- Genre: Children's drama
- Theme music composer: Jeremy Holland-Smith
- Country of origin: United Kingdom
- Original language: English
- No. of series: 3
- No. of episodes: 24

Production
- Producers: Lucy Martin Annette Williams
- Running time: 15 minutes

Original release
- Network: BBC iPlayer
- Release: 25 January 2016 – 11 June 2021

Related
- The Dumping Ground Tracy Beaker Returns The Story of Tracy Beaker

= The Dumping Ground: I'm... =

British children's television series

The Dumping Ground: I'm... is a television spin-off of British children television series The Dumping Ground. It was a webisode series that began airing prior to series 4. The series consisted of 10 episodes.

Series 2 of The Dumping Ground, I'm... returned in February 2017, and featured characters, Mike, May-Li, Finn and Toni and Billie, presenting themselves.

Series 3 returned once more in May 2021 in the days leading up to the premiere of Series 9, with updated presentations from Jody, Floss, Sasha, and Finn and new presentations from Candi-Rose, Jay, Bird, Sid, Taz, and Tracy Beaker.

==Cast==
- Mike Milligan – Connor Byrne (Series 1–2)
- Tyler Lewis – Miles Butler-Hughton (Series 1)
- Jody Jackson – Kia Pegg (Series 1–3)
- Floss Guppy – Sarah Rayson (Series 1–3)
- Mo Michaels – Reece Buttery (Series 1)
- May-Li Wang – Stacy Liu (Series 1–3)
- Bailey Wharton – Kasey McKellar (Series 1)
- Kazima Tako – Akuc Bol (Series 1)
- Ryan Reeves – Lewis G Hamilton (Series 1–2)
- Toni Trent – Nelly Currant (Series 1–2)
- Billie Trent – Gwen Currant (Series 1–2)
- Finn McLaine – Ruben Reuter (Series 1–3)

▶ [WHAT IS ASKED] In the text about The Dumping Ground: I'm..., who composed the theme music?

▶ [GIVEN ENTRIES]
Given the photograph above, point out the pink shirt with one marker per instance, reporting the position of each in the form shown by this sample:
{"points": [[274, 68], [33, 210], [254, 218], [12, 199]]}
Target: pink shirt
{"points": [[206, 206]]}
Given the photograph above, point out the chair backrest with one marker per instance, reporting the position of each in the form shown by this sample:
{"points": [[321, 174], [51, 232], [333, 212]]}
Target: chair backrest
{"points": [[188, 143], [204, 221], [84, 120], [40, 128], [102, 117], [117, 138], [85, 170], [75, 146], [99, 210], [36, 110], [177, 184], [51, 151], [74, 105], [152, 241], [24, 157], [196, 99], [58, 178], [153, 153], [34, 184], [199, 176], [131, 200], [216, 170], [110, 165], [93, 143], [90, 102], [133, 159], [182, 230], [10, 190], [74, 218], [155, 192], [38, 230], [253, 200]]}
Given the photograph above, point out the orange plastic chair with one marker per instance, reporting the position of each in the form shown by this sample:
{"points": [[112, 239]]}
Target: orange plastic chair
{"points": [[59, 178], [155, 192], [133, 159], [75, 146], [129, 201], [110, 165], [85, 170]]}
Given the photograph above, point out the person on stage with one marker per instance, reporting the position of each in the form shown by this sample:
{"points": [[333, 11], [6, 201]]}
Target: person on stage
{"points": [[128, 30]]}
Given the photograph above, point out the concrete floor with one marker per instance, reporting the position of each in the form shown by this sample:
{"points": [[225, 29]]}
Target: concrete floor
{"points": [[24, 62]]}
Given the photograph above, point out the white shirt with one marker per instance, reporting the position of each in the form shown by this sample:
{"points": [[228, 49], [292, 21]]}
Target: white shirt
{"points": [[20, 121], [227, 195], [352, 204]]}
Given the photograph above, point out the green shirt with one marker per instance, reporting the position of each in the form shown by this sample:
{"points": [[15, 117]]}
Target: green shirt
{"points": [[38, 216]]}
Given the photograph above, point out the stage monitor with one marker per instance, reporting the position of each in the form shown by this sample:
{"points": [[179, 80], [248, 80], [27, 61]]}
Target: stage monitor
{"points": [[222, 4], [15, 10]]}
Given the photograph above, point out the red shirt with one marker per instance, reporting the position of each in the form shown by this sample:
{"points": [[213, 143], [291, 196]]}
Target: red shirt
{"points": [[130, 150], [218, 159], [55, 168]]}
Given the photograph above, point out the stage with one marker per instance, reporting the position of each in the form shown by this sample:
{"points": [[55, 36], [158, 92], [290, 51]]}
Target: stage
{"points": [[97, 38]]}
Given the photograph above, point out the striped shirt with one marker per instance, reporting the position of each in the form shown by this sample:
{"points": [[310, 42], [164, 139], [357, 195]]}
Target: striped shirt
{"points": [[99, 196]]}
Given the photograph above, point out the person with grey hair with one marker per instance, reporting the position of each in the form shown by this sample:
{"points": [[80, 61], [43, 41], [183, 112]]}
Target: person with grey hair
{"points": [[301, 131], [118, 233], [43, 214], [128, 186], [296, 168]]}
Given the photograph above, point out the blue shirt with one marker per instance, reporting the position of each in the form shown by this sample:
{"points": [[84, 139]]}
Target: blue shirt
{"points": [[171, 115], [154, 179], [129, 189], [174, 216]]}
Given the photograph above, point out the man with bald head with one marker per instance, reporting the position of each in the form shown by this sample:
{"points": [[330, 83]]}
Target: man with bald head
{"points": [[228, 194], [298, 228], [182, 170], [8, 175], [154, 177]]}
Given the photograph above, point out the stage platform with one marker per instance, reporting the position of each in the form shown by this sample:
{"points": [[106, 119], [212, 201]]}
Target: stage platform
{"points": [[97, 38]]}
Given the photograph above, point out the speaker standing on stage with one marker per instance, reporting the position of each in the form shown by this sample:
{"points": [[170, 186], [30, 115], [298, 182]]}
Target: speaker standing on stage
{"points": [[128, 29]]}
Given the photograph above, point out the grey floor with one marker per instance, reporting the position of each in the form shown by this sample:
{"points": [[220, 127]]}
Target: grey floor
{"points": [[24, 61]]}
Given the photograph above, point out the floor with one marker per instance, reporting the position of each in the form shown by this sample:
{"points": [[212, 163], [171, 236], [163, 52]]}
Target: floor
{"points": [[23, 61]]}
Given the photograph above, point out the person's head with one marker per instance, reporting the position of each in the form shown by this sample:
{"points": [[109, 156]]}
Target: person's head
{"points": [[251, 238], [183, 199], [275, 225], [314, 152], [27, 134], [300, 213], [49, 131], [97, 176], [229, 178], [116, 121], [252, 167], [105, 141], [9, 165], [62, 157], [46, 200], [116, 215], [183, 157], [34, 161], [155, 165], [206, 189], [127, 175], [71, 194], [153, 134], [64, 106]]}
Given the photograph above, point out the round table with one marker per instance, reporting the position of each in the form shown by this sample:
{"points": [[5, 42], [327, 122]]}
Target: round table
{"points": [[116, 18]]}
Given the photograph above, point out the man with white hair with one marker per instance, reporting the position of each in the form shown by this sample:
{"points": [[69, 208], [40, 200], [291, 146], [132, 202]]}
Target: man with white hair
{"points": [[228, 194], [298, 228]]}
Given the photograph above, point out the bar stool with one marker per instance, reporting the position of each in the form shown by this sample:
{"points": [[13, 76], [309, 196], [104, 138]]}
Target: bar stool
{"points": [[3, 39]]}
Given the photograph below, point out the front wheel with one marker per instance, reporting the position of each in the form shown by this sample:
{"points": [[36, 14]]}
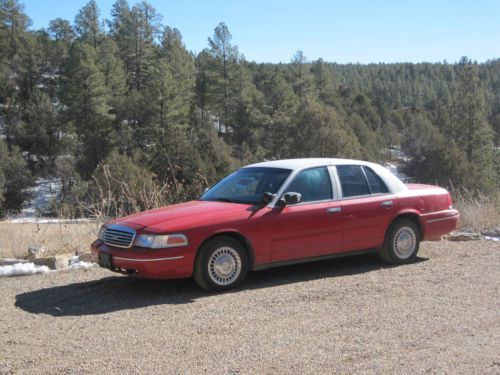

▶ [SOLUTION TO THE PROBLEM] Jeremy Holland-Smith